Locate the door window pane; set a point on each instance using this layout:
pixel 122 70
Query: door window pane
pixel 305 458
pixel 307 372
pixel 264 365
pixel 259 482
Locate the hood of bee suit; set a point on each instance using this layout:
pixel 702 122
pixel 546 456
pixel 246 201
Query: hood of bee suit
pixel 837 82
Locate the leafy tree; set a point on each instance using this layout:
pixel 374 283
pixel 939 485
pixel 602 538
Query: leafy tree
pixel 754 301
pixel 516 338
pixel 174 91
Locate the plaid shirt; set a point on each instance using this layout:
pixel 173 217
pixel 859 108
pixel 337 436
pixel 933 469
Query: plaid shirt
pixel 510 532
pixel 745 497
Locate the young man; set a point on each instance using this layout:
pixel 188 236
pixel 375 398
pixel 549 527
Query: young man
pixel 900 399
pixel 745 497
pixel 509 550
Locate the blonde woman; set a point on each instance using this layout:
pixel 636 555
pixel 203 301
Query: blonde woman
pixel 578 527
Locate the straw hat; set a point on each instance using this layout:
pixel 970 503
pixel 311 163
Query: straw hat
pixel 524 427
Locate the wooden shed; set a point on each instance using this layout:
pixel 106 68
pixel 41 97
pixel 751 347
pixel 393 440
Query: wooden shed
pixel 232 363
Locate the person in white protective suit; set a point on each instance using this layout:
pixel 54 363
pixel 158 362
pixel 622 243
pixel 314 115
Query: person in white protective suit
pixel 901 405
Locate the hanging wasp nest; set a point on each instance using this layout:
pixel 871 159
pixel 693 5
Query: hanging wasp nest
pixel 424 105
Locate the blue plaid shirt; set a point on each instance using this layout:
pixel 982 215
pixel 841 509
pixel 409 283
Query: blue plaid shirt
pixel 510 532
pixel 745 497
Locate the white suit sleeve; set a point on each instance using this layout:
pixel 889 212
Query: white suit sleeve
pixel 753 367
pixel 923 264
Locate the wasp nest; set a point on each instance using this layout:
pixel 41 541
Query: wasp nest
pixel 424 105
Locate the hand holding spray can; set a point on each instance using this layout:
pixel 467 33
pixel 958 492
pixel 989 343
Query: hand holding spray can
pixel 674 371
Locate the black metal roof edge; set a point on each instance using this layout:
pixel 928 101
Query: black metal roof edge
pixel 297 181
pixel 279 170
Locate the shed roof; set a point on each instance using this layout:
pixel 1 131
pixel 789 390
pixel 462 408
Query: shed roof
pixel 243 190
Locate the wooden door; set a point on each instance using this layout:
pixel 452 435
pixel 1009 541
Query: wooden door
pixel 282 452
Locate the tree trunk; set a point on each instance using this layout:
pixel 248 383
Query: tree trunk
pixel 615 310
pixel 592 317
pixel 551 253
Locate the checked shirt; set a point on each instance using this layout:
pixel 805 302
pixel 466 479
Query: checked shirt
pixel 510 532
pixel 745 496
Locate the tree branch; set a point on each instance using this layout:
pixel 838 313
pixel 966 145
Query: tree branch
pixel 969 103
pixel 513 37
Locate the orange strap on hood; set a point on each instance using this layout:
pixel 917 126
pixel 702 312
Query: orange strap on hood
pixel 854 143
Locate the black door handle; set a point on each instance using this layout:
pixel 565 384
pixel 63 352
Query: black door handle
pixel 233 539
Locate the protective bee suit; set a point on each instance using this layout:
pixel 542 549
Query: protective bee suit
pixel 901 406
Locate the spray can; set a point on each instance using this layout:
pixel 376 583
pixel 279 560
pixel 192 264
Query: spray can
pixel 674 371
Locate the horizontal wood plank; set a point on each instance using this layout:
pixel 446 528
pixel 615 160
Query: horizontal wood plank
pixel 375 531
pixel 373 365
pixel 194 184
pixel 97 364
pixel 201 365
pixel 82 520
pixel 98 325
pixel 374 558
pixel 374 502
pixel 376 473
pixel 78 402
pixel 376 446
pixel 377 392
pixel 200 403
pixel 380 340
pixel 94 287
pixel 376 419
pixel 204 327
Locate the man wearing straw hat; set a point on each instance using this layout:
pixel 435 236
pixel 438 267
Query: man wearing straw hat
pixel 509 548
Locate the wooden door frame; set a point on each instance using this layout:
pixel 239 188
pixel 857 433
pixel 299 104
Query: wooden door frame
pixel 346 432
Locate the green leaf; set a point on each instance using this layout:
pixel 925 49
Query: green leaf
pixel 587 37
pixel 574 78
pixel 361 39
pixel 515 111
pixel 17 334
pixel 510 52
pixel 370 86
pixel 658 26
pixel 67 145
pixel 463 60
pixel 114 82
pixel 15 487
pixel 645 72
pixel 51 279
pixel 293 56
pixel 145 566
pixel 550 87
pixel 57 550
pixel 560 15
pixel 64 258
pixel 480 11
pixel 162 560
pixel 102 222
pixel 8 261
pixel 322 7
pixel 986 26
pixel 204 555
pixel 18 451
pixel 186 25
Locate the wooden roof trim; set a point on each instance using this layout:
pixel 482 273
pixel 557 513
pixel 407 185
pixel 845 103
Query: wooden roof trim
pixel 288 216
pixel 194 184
__________________________________________________
| GIVEN INSTRUCTION |
Turn the lines of the listing above into a Markdown table with the columns No. and Text, starting with the line that contains "Locate the young" and going on through the line that contains "pixel 578 527". Leave out any blank lines.

| RESULT BELOW |
| No. | Text |
|---|---|
| 1 | Locate the young man; set a point on each instance using this layout: |
| 2 | pixel 188 236 |
| 3 | pixel 375 398 |
| 4 | pixel 549 527 |
| 5 | Query: young man |
| 6 | pixel 900 399 |
| 7 | pixel 745 497 |
| 8 | pixel 509 550 |
| 9 | Locate the blonde woman; set a point on each instance using this layout: |
| 10 | pixel 636 555 |
| 11 | pixel 203 301 |
| 12 | Query: blonde woman |
| 13 | pixel 578 527 |